> **Direction**
Once the pictures are set aside, transcribe the remaining data exactly.

> **Input**
==================================================

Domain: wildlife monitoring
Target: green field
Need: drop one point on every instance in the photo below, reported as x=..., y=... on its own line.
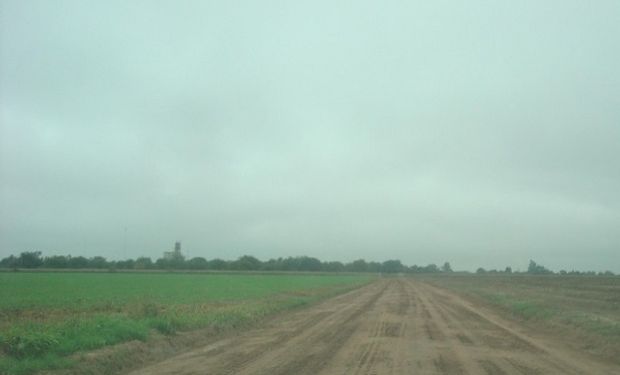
x=588, y=306
x=47, y=317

==================================================

> **Solution for this exercise**
Domain: wildlife monitoring
Target: green field
Need: drop one point on every instance in the photo below, reported as x=..., y=... on its own line.
x=588, y=306
x=47, y=317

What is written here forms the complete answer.